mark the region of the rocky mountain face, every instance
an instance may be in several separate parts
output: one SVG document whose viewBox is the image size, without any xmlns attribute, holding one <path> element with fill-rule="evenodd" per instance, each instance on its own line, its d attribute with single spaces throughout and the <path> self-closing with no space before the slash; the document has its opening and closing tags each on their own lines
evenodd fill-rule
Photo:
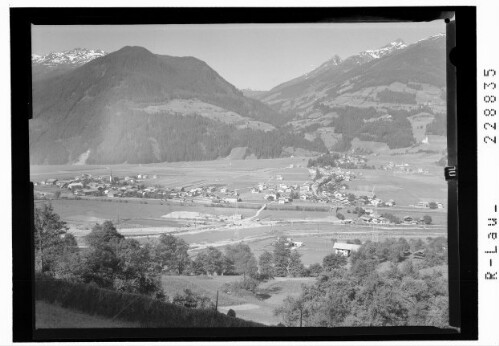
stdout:
<svg viewBox="0 0 499 346">
<path fill-rule="evenodd" d="M 278 131 L 287 120 L 199 59 L 124 47 L 34 80 L 31 162 L 206 160 L 234 147 L 256 157 L 276 157 L 294 145 L 325 150 Z"/>
<path fill-rule="evenodd" d="M 442 134 L 445 73 L 445 35 L 440 34 L 411 45 L 396 40 L 344 60 L 334 56 L 254 97 L 293 114 L 289 124 L 297 132 L 321 138 L 329 149 L 345 150 L 359 138 L 403 148 L 418 143 L 421 127 L 434 120 Z M 414 117 L 426 120 L 415 122 Z M 417 135 L 411 128 L 418 128 Z"/>
<path fill-rule="evenodd" d="M 234 148 L 272 158 L 359 142 L 415 148 L 445 135 L 445 73 L 445 35 L 333 56 L 270 91 L 240 91 L 199 59 L 141 47 L 34 56 L 31 162 L 211 160 Z"/>
</svg>

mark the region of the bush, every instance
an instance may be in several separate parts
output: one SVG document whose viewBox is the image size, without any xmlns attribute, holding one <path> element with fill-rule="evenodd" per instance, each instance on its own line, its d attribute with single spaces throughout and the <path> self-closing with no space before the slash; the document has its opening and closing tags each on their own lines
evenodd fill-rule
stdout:
<svg viewBox="0 0 499 346">
<path fill-rule="evenodd" d="M 423 216 L 423 222 L 425 225 L 431 225 L 432 221 L 433 220 L 430 215 Z"/>
</svg>

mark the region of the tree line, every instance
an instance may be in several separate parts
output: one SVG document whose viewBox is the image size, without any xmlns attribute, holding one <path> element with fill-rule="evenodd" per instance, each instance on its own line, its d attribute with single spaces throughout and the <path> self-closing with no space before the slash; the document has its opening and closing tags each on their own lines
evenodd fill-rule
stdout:
<svg viewBox="0 0 499 346">
<path fill-rule="evenodd" d="M 425 252 L 423 260 L 409 250 Z M 345 257 L 324 258 L 316 282 L 275 309 L 286 326 L 448 326 L 447 263 L 444 238 L 366 242 Z M 380 270 L 380 265 L 384 269 Z"/>
</svg>

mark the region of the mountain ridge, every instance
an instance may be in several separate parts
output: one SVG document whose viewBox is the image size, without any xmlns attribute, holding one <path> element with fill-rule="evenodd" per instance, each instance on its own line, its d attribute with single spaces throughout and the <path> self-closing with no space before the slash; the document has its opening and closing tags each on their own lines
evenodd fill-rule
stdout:
<svg viewBox="0 0 499 346">
<path fill-rule="evenodd" d="M 194 57 L 126 46 L 33 82 L 33 164 L 152 163 L 216 159 L 234 147 L 278 157 L 297 144 L 275 128 L 287 119 L 243 96 Z"/>
</svg>

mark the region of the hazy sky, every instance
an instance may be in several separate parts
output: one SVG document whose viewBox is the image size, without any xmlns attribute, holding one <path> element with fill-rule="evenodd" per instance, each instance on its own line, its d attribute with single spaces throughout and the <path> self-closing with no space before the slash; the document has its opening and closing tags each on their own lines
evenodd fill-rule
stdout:
<svg viewBox="0 0 499 346">
<path fill-rule="evenodd" d="M 239 89 L 268 90 L 338 54 L 346 58 L 401 38 L 414 43 L 445 32 L 444 21 L 369 24 L 217 24 L 33 26 L 33 53 L 142 46 L 194 56 Z"/>
</svg>

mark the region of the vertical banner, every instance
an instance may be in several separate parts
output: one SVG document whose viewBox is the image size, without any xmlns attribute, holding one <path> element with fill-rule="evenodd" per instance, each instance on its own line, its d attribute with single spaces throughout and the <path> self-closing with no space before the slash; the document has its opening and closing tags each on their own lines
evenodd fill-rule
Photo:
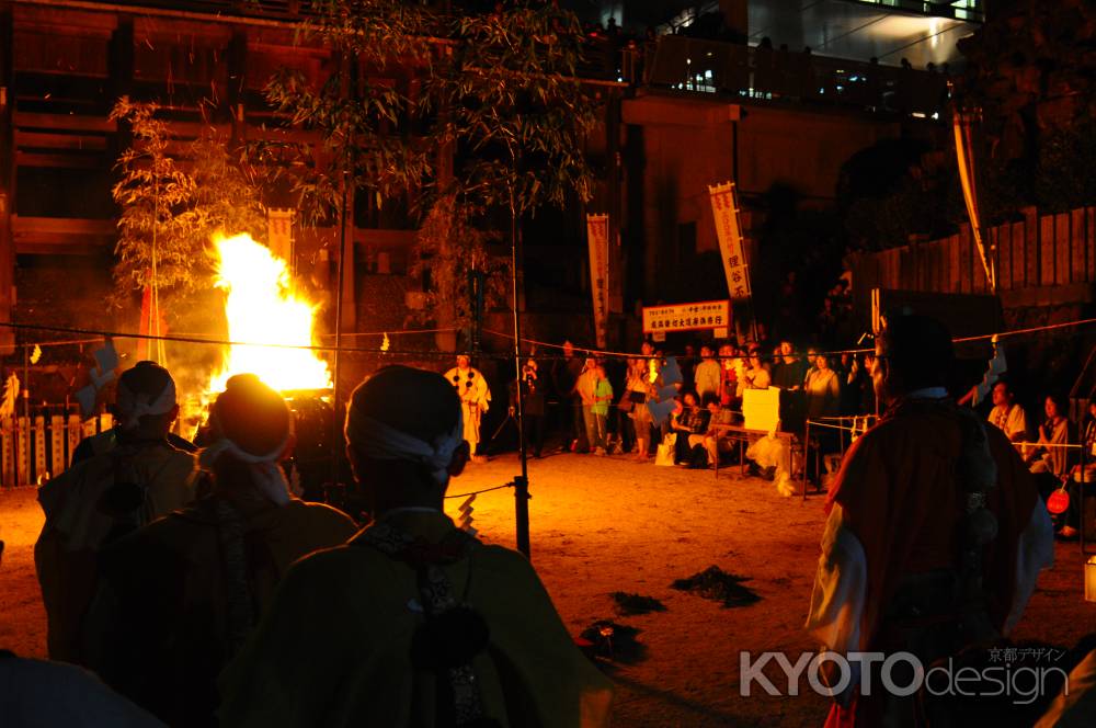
# # #
▶ **Short problem**:
Output every line of the records above as a JSON list of strings, one string per line, omitting blank lines and the pictures.

▶ **Exercise response**:
[
  "mark the region of the rocky mountain face, every instance",
  "an instance may be in several separate parts",
  "output: one SVG document whose viewBox is the image size, without any xmlns attribute, holding one <path> element with fill-rule=\"evenodd\" per instance, each instance on its own line, its d attribute with single spaces throughout and the <path> self-closing with no space before the slash; the document has its opening and closing tags each on their own lines",
  "evenodd fill-rule",
  "Photo:",
  "stdout:",
  "<svg viewBox=\"0 0 499 346\">",
  "<path fill-rule=\"evenodd\" d=\"M 278 131 L 287 120 L 199 59 L 124 47 L 34 80 L 31 162 L 206 160 L 234 147 L 256 157 L 276 157 L 294 145 L 325 150 Z\"/>",
  "<path fill-rule=\"evenodd\" d=\"M 442 134 L 445 73 L 445 35 L 440 34 L 411 45 L 396 40 L 344 60 L 334 56 L 254 97 L 293 114 L 289 124 L 297 132 L 321 138 L 329 149 L 345 150 L 359 138 L 403 148 L 418 143 L 421 127 L 434 120 Z M 414 117 L 426 120 L 415 122 Z M 417 135 L 411 128 L 418 128 Z\"/>",
  "<path fill-rule=\"evenodd\" d=\"M 234 148 L 272 158 L 359 142 L 415 148 L 445 135 L 445 73 L 445 35 L 333 56 L 270 91 L 240 91 L 199 59 L 141 47 L 34 56 L 31 162 L 211 160 Z\"/>",
  "</svg>",
  "mark the region of the bush, every instance",
  "an instance may be in several separate parts",
  "output: one SVG document whose viewBox is the image size, without any xmlns attribute, holding one <path> element with fill-rule=\"evenodd\" per instance, each instance on its own line, its d attribute with single spaces throughout and the <path> self-closing with no space before the slash; the document has its opening and closing tags each on their own lines",
  "evenodd fill-rule",
  "stdout:",
  "<svg viewBox=\"0 0 499 346\">",
  "<path fill-rule=\"evenodd\" d=\"M 423 216 L 423 222 L 425 225 L 431 225 L 432 221 L 433 220 L 430 215 Z\"/>",
  "</svg>",
  "mark the region of the tree line, every instance",
  "an instance may be in several separate parts",
  "output: one SVG document whose viewBox is the image size, without any xmlns attribute, holding one <path> element with fill-rule=\"evenodd\" per instance, each instance on its own line, its d attribute with single spaces throughout and the <path> self-closing with no space before the slash; the document has its opening and closing tags each on their own lines",
  "evenodd fill-rule",
  "stdout:",
  "<svg viewBox=\"0 0 499 346\">",
  "<path fill-rule=\"evenodd\" d=\"M 425 252 L 423 260 L 409 250 Z M 345 257 L 324 258 L 316 282 L 275 309 L 286 326 L 448 326 L 447 263 L 444 238 L 366 242 Z M 380 270 L 380 265 L 384 269 Z\"/>",
  "</svg>",
  "mark the region of the mountain ridge, every instance",
  "an instance may be in several separate parts",
  "output: one SVG document whose viewBox is the image size, without any xmlns attribute, holding one <path> element with fill-rule=\"evenodd\" per instance, each instance on its own line, its d attribute with single spaces throughout and the <path> self-closing with no space before the slash; the document has its opening and closing tags each on their own lines",
  "evenodd fill-rule",
  "stdout:",
  "<svg viewBox=\"0 0 499 346\">",
  "<path fill-rule=\"evenodd\" d=\"M 194 57 L 126 46 L 33 82 L 33 164 L 152 163 L 216 159 L 234 147 L 278 157 L 297 144 L 275 128 L 287 119 L 243 96 Z\"/>",
  "</svg>",
  "mark the region of the hazy sky, every instance",
  "an instance may be in several separate parts",
  "output: one SVG document whose viewBox is the image size, without any xmlns attribute, holding one <path> element with fill-rule=\"evenodd\" per instance, each instance on its own line, its d attribute with single spaces throughout and the <path> self-closing with no space before the slash; the document has its opening and closing tags each on their own lines",
  "evenodd fill-rule",
  "stdout:",
  "<svg viewBox=\"0 0 499 346\">",
  "<path fill-rule=\"evenodd\" d=\"M 239 89 L 268 90 L 338 54 L 346 58 L 401 38 L 414 43 L 445 32 L 444 21 L 369 24 L 217 24 L 33 26 L 33 53 L 142 46 L 194 56 Z\"/>",
  "</svg>",
  "mark the region of the vertical banner, every instance",
  "an instance may be in several separate parts",
  "output: one SVG document whose viewBox is the image size, without any xmlns attribute, holding one <path> element with fill-rule=\"evenodd\" per instance, each instance on its own line, its d attribute with single spaces throughout and the <path> self-closing with no space before the slash; the document has its opening and closing tags each on their own lines",
  "evenodd fill-rule",
  "Photo:"
]